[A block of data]
------------------------
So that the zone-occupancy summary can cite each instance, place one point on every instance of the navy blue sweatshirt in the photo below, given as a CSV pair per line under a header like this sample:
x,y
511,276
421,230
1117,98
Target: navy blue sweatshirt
------------------------
• **The request**:
Duplicate the data above line for line, with no changes.

• **Exercise output**:
So that the zone-occupancy summary can cite each instance, place one point on every instance of the navy blue sweatshirt in the photo below, given as a CSV pair per line under a header like this sample:
x,y
511,276
421,230
1117,98
Target: navy blue sweatshirt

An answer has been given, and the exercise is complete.